- **PASSAGE FOR REVIEW**:
=== Begin Enclosure ===
Figure 1 Radiation units.
Figure 1 A modern warhead carrying a hydrogen bomb.

An H-bomb is essentially a three-stage weapon (Figure 1). In the first stage or trigger, a small amount of plutonium is detonated (explosion), as in a conventional A-bomb. In the second stage, the immense energy in the form of x-ray-radiation compresses and heats up a solid mixture of lithium deuteride (a source of tritium) and deuterium (a) located in the center of the bomb to millions of degrees (implosion), triggering the thermonuclear reaction. The fusion reaction produces an ample supply of neutrons so powerful they can initiate fission (explosion) of otherwise unfissionable casing of depleted uranium. This is the third stage and the one that produces most of the radioactive fallout.

Question: Why doesn’t the sun blow up like a hydrogen bomb?

Answer: The main difference between the sun and the hydrogen bomb is that the sun contains very few heavy hydrogen isotopes. The proton-proton reaction that results from normal hydrogen atoms proceeds about a billion times more slowly than a strong deuterium-tritium reaction at the same temperature and pressure.


Neutron Bombs

Neutron bombs are small (less than one kiloton) thermonuclear bombs designed to produce a high-intensity burst of radiation over a relatively small area. Instead of absorbing the neutrons inside the weapon, the neutrons are allowed to escape into the environment. Because neutrons are absorbed by the air, neutron bombs have limited yields, and so are effective over relatively small areas. Since heat and blast effects are minimal, they work primarily on biological systems and are dubbed as anti-personnel bomb. Because of this many consider these weapons as highly immoral that could be used prematurely in regional conflicts which can lead into full-scale nuclear war.


(1) Toossi Reza, "Energy and the Environment:Sources, technologies, and impacts", Verve Publishers, 2005

Additional Comments

(a) The first device used liquid helium at cryogenic temperatures.
=== End Enclosure ===
- **Records from a dataset**:
=== Begin Enclosure ===
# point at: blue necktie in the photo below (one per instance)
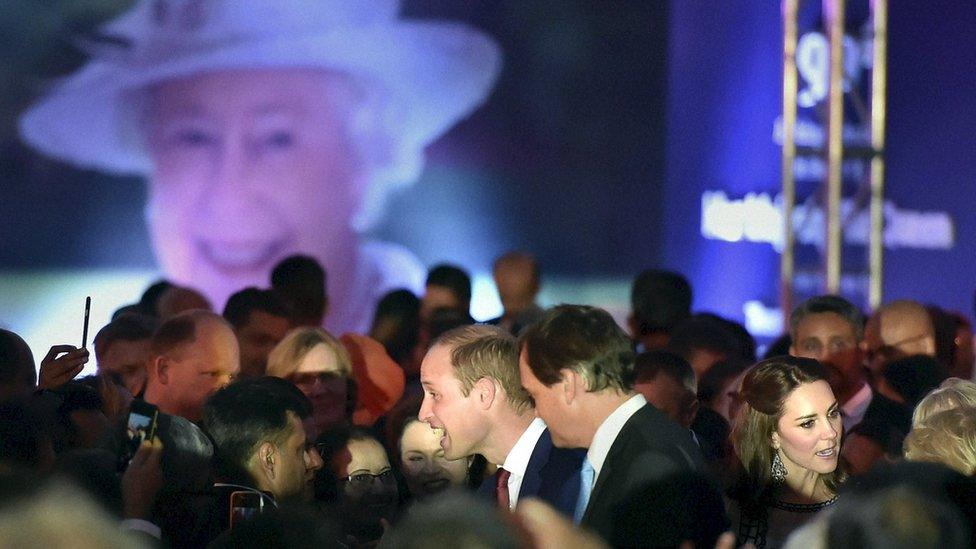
(586, 486)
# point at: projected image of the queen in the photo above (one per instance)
(268, 128)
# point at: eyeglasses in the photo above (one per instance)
(365, 480)
(890, 350)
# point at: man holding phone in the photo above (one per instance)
(261, 458)
(192, 355)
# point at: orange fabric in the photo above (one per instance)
(379, 377)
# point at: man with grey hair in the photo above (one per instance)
(268, 129)
(828, 328)
(578, 366)
(896, 330)
(473, 397)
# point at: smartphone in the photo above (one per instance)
(141, 426)
(84, 331)
(244, 504)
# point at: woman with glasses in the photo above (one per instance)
(357, 484)
(418, 454)
(318, 364)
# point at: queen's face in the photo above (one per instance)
(250, 167)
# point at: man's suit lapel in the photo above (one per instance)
(532, 481)
(607, 471)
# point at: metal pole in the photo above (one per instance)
(879, 79)
(834, 16)
(787, 263)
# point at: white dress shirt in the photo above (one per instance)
(518, 459)
(608, 431)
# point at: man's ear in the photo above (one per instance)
(267, 459)
(160, 366)
(570, 383)
(632, 326)
(689, 412)
(487, 392)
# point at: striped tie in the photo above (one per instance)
(586, 486)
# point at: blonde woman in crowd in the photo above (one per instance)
(953, 393)
(947, 437)
(318, 364)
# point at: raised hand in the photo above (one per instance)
(56, 371)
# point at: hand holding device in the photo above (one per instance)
(61, 364)
(142, 480)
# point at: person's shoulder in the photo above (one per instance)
(649, 430)
(390, 266)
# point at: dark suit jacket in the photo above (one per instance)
(649, 448)
(552, 476)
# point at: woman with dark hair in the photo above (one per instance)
(419, 456)
(357, 484)
(787, 437)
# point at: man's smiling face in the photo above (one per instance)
(446, 406)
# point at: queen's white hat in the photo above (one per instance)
(434, 73)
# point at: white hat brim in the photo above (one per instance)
(435, 73)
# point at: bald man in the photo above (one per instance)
(191, 356)
(896, 330)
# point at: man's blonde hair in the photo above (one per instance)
(480, 351)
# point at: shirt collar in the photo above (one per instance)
(609, 429)
(517, 460)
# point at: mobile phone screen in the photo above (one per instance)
(141, 426)
(244, 505)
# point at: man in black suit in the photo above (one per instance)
(578, 366)
(472, 393)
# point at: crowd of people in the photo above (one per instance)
(536, 428)
(250, 400)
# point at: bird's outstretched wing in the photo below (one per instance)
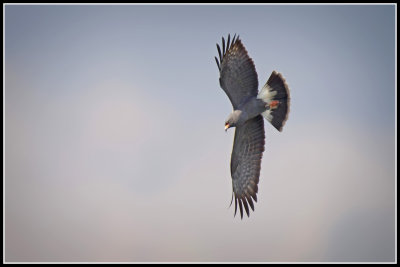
(246, 157)
(238, 76)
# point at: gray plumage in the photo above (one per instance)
(238, 78)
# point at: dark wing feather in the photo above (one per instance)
(246, 157)
(238, 76)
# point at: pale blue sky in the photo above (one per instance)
(114, 140)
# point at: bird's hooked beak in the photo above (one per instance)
(226, 126)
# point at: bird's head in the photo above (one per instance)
(233, 120)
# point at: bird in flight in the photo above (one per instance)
(238, 78)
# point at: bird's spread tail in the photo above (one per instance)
(275, 93)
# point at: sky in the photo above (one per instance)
(115, 149)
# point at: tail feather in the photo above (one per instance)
(276, 94)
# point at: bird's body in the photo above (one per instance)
(238, 78)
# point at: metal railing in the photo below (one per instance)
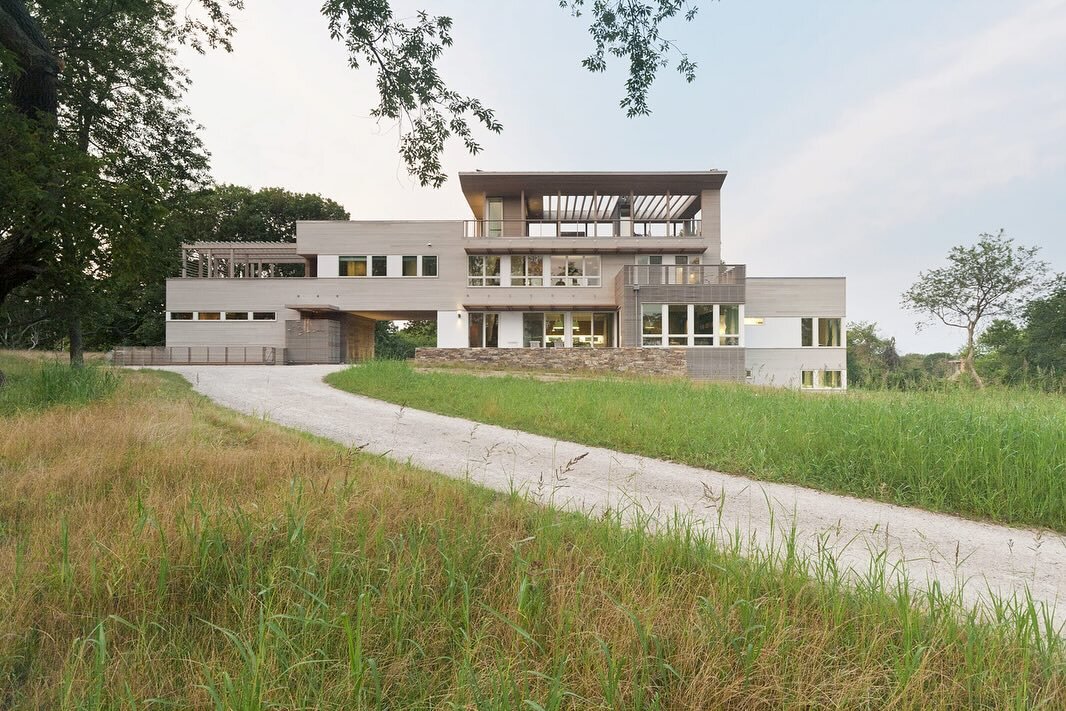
(639, 275)
(196, 355)
(581, 229)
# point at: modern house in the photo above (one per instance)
(622, 261)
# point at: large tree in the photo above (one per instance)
(992, 278)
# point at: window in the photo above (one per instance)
(484, 330)
(527, 271)
(592, 329)
(532, 330)
(729, 324)
(703, 324)
(677, 322)
(575, 271)
(484, 271)
(494, 216)
(828, 332)
(353, 267)
(651, 324)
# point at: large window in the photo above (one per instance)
(703, 324)
(651, 324)
(729, 324)
(575, 271)
(690, 325)
(484, 330)
(353, 265)
(527, 271)
(828, 332)
(677, 323)
(484, 271)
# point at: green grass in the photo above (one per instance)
(995, 454)
(158, 551)
(42, 382)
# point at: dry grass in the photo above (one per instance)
(155, 548)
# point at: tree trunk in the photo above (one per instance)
(968, 358)
(77, 345)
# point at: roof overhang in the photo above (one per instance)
(478, 184)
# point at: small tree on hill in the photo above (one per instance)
(990, 279)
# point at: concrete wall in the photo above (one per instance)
(781, 367)
(648, 361)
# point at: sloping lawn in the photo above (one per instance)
(157, 550)
(996, 454)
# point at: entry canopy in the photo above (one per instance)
(595, 196)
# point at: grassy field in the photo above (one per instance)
(159, 551)
(991, 454)
(34, 381)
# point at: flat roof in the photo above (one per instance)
(477, 184)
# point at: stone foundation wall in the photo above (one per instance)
(649, 361)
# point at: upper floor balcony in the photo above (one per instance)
(569, 228)
(692, 275)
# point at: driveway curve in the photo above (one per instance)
(979, 559)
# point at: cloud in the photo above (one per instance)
(987, 109)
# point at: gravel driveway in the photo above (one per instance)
(950, 550)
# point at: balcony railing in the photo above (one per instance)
(590, 229)
(640, 275)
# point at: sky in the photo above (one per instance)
(861, 139)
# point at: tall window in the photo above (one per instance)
(828, 332)
(484, 330)
(494, 216)
(484, 271)
(527, 271)
(703, 324)
(651, 324)
(729, 324)
(353, 267)
(677, 322)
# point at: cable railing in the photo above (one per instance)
(641, 275)
(581, 229)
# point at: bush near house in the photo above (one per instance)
(158, 550)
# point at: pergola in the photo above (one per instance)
(239, 259)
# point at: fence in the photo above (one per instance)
(196, 355)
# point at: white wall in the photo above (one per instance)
(328, 264)
(773, 334)
(511, 329)
(452, 329)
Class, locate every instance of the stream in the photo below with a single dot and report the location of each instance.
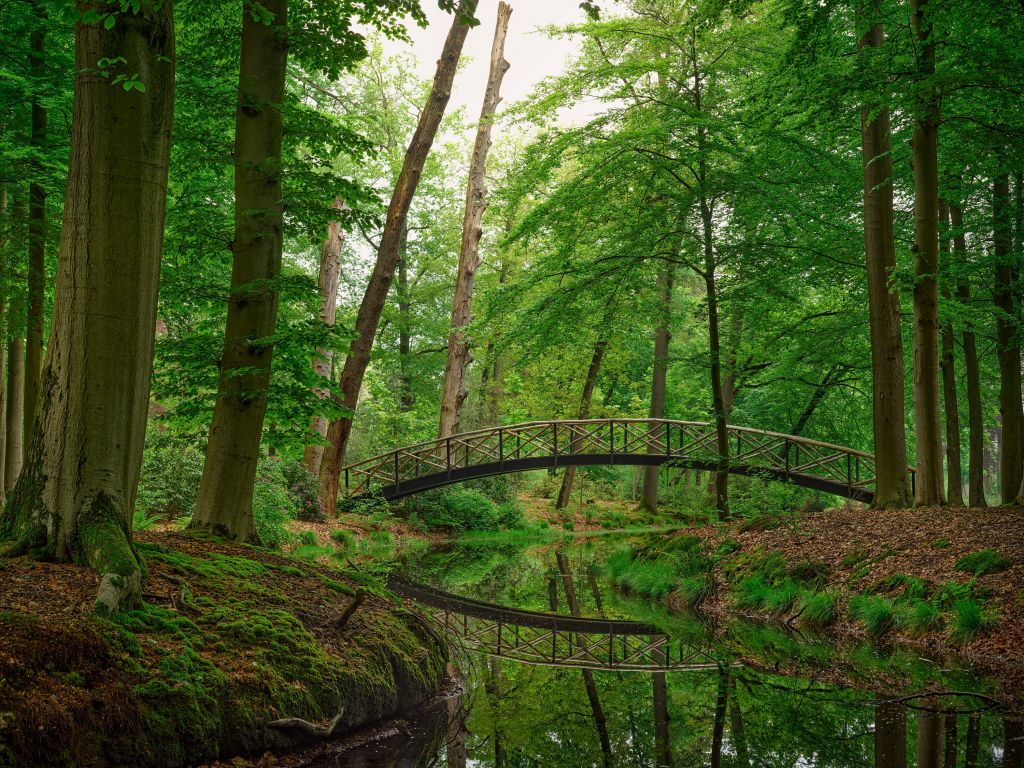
(747, 694)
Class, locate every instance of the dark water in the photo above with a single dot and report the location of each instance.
(767, 696)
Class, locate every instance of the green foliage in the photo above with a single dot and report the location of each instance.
(985, 561)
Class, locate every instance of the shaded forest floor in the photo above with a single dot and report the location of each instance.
(229, 639)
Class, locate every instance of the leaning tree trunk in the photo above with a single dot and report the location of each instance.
(929, 488)
(892, 486)
(225, 493)
(454, 390)
(954, 489)
(1008, 345)
(37, 225)
(565, 492)
(75, 496)
(387, 254)
(663, 335)
(328, 286)
(976, 427)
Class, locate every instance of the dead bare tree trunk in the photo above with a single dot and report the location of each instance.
(328, 286)
(453, 390)
(75, 496)
(387, 254)
(892, 484)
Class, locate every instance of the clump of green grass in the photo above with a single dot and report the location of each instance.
(818, 609)
(876, 612)
(969, 620)
(985, 561)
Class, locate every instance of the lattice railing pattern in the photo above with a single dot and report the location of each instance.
(567, 442)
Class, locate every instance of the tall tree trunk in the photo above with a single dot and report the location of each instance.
(954, 489)
(976, 428)
(892, 484)
(387, 254)
(454, 390)
(37, 225)
(1008, 345)
(225, 493)
(588, 676)
(663, 335)
(75, 497)
(565, 492)
(930, 486)
(14, 448)
(328, 287)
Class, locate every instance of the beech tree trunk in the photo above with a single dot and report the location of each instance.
(387, 255)
(37, 225)
(1008, 346)
(954, 491)
(976, 427)
(454, 390)
(663, 335)
(930, 486)
(75, 497)
(892, 483)
(328, 286)
(565, 492)
(225, 493)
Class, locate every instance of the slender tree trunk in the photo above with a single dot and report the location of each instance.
(976, 428)
(225, 493)
(565, 492)
(37, 225)
(387, 255)
(663, 335)
(954, 489)
(328, 286)
(588, 677)
(1008, 345)
(892, 485)
(929, 488)
(75, 496)
(454, 390)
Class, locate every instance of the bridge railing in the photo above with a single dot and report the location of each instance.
(565, 441)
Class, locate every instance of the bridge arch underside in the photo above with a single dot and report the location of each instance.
(410, 486)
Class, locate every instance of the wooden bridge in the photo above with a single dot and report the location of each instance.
(552, 639)
(518, 448)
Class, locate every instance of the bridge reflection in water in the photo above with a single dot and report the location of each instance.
(551, 639)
=== End Enclosure ===
- **WHAT TO DO**:
Write out the section of the passage on hydrogen and neutron bombs that opens with the words "Question: Why doesn’t" and closes with "temperature and pressure.". Keep every word as it appears in the passage.

- **SOLUTION BELOW**:
Question: Why doesn’t the sun blow up like a hydrogen bomb?

Answer: The main difference between the sun and the hydrogen bomb is that the sun contains very few heavy hydrogen isotopes. The proton-proton reaction that results from normal hydrogen atoms proceeds about a billion times more slowly than a strong deuterium-tritium reaction at the same temperature and pressure.